(Recorded data)
--------------------------------------------------
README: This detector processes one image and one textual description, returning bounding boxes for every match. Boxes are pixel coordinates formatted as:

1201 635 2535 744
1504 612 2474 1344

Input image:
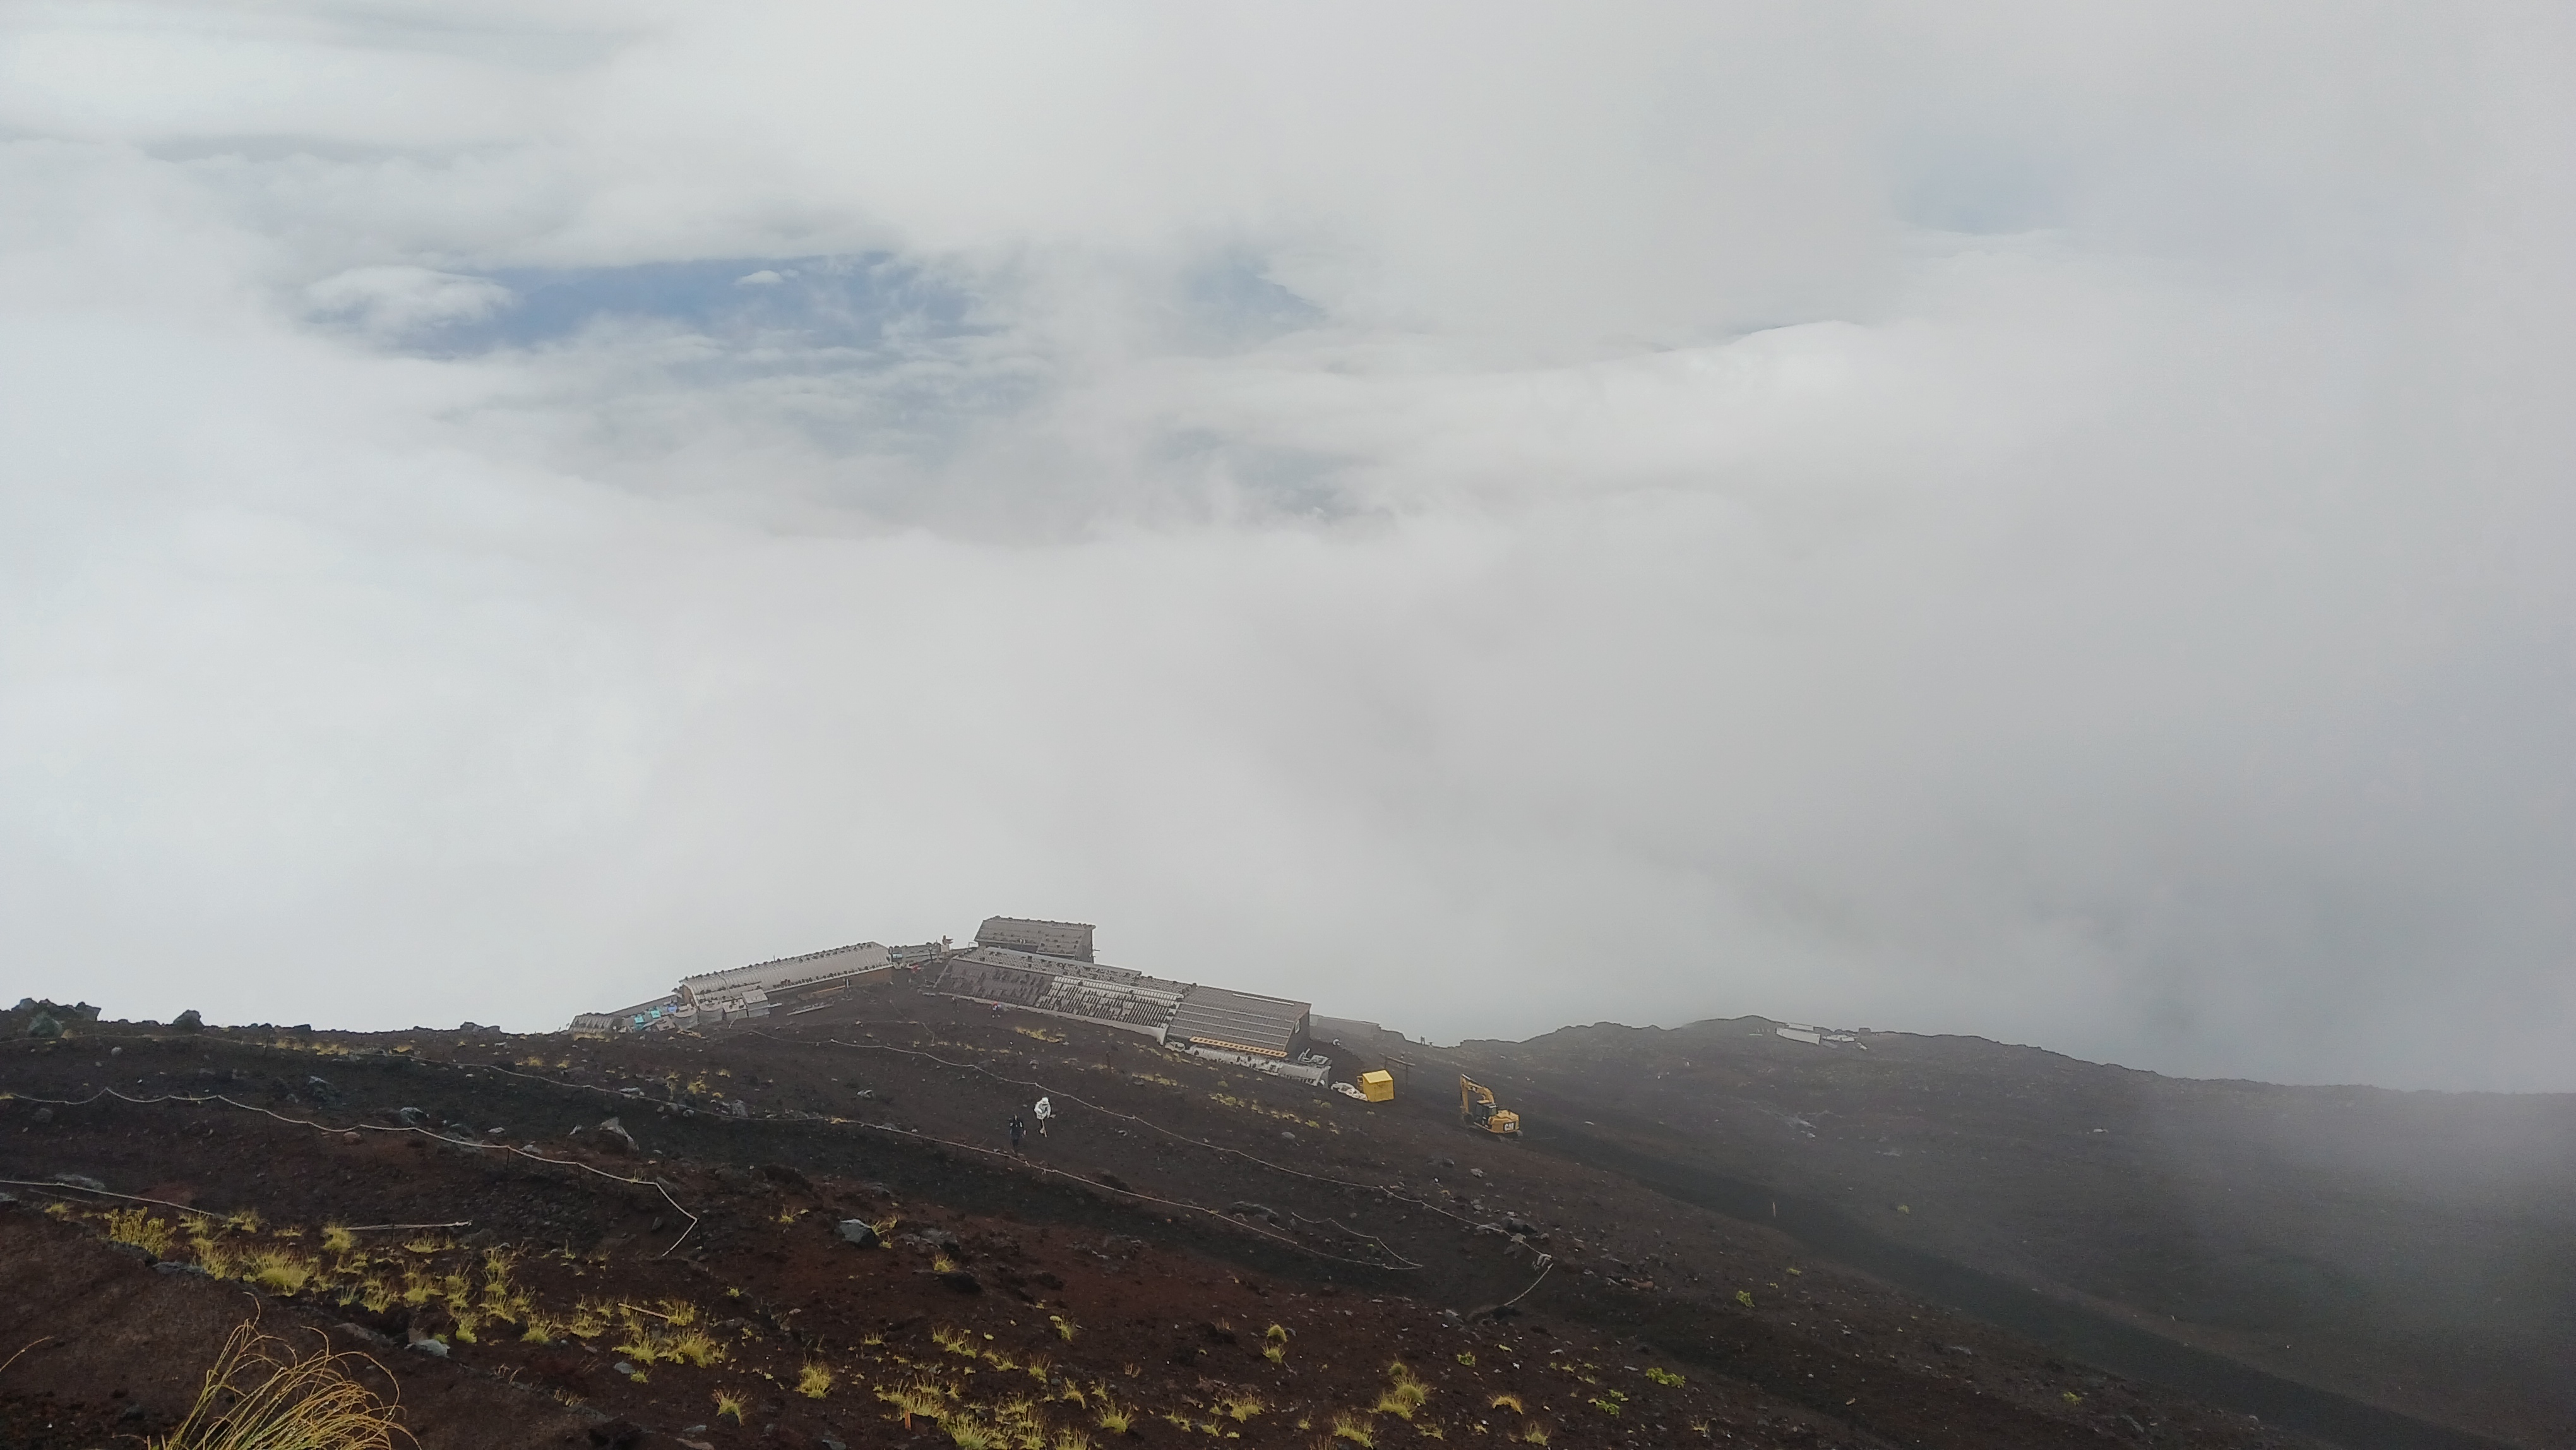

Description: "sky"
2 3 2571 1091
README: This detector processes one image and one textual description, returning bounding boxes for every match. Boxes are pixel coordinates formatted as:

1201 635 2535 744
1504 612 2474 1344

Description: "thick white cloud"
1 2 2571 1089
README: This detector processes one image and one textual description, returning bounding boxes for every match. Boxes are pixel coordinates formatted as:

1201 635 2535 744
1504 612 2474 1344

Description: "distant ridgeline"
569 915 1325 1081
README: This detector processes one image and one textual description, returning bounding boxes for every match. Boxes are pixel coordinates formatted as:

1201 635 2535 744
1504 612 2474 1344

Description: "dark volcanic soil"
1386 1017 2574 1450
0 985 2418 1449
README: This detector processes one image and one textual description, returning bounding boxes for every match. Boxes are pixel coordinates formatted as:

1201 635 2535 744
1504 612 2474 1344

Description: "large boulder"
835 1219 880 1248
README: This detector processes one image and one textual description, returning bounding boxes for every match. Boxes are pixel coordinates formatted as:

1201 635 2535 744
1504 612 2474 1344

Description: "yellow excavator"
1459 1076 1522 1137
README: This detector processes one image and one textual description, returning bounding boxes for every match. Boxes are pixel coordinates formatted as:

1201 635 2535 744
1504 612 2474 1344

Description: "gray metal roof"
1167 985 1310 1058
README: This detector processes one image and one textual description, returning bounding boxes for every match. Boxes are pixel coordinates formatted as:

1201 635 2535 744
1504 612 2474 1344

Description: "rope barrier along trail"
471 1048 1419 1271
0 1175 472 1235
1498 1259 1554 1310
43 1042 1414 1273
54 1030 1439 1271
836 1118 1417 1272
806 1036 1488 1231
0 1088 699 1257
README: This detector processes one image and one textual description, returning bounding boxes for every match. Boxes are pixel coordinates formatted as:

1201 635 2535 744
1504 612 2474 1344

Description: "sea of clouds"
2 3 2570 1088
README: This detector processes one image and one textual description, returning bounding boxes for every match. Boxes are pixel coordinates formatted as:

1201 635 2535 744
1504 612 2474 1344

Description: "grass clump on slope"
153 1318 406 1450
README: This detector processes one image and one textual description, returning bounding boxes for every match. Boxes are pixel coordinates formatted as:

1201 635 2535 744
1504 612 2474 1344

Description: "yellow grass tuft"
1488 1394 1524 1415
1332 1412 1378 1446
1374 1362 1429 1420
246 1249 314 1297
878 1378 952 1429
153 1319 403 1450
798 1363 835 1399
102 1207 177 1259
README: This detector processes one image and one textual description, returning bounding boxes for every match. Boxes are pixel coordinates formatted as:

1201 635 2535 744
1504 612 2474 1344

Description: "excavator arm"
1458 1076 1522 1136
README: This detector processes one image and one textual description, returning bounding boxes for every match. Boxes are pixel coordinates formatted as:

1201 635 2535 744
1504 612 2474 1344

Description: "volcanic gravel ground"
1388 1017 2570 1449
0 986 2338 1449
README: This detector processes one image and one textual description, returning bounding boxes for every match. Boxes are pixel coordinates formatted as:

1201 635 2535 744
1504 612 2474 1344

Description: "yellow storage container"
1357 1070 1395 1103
--------------------------------------------------
ACTION ITEM → The result should be an exact repetition of all the records. Drop the pictures.

THE COMPLETED TASK →
README: This detector processes one image and one textual description, returning bounding boxes for every match. Boxes are pixel coordinates formatted as:

1201 635 2535 744
1504 612 2474 1344

Input image:

Description: "sky"
2 3 2571 1091
README: This detector processes one image and one textual description, returning bounding boxes for every match. Boxes are pixel coordinates formatted as:

1201 635 2535 744
1504 612 2474 1344

Description: "thick white cloud"
1 2 2571 1089
README: This detector processes one image and one textual description, returning bounding boxes for every match. Boxes are pixel coordinates formatted as:

1201 635 2535 744
1504 612 2474 1344

Description: "distant ridgeline"
569 915 1325 1081
README: This detector processes one image and one textual description, returning bounding boxes for every match. Boxes are pixel coordinates formatted as:

1201 635 2535 744
1504 612 2474 1344

Description: "dark volcanic soil"
1386 1017 2574 1450
0 985 2418 1449
README: This detector processes one image and one textual description, returning bounding boxes for every match. Boxes are pixel coordinates formatted as:

1201 635 2535 744
1504 612 2474 1344

Description: "large boulder"
835 1219 880 1248
README: This detector processes one image and one textual description, returning bounding boxes for every match. Boxes are pixel coordinates formatted as:

1201 635 2535 744
1504 612 2474 1344

Description: "yellow excavator"
1459 1076 1522 1137
README: This detector processes one image and one textual description, returning bounding boxes for every match. Boxes are pixel coordinates formatted as:

1201 635 2535 744
1504 612 2474 1344

Description: "gray metal roof"
1167 985 1310 1058
README: This detector processes one image and one textual description, returning bounding boxes for every match. Boxes are pixel coordinates formatted as:

1201 635 2535 744
1504 612 2474 1344

Description: "rope barrier along trail"
471 1048 1419 1271
0 1175 472 1235
1498 1259 1554 1310
43 1042 1414 1273
54 1030 1439 1271
836 1118 1417 1272
806 1036 1488 1231
0 1088 699 1257
README: This detector processes one image and one textual description, returning bounding boxes for every match. Boxes are pixel coordinates formatted as:

1201 635 2535 744
1504 612 2474 1344

Description: "sea of clouds"
2 3 2570 1088
README: This detector processes one image and one textual description, returning bounding boxes for every match. Boxes are pixel coordinates formatted as:

1201 635 2535 744
1504 612 2474 1344

Description: "grass clump on slope"
153 1318 406 1450
README: This detector processes one image and one textual description, returning bounding boxes for every match. Boxes are pixel coordinates formatted as:

1201 635 2535 744
1504 612 2474 1344

Description: "yellow grass tuft"
1488 1394 1524 1415
1332 1412 1378 1446
1374 1362 1429 1420
246 1249 314 1297
878 1378 952 1429
153 1319 403 1450
798 1363 835 1399
102 1207 177 1259
README: This detector processes one image and one textual description, returning bounding boxes for every match. Boxes are pixel coordinates formatted as:

1201 635 2535 744
1504 612 2474 1344

Description: "excavator arm"
1458 1076 1522 1136
README: This detector processes one image and one textual description, returning bounding boxes for every match. Boxes are pixel coordinates formatted as:

1201 635 2535 744
1504 612 2474 1344

Description: "volcanic gravel ground"
1388 1017 2570 1449
0 986 2338 1449
README: This detector processes one image and one textual description, returning bounding boxes for every match. Boxes are pixel coordinates formatted as:

1201 635 2535 744
1504 612 2474 1344

Description: "yellow storage container"
1357 1070 1395 1103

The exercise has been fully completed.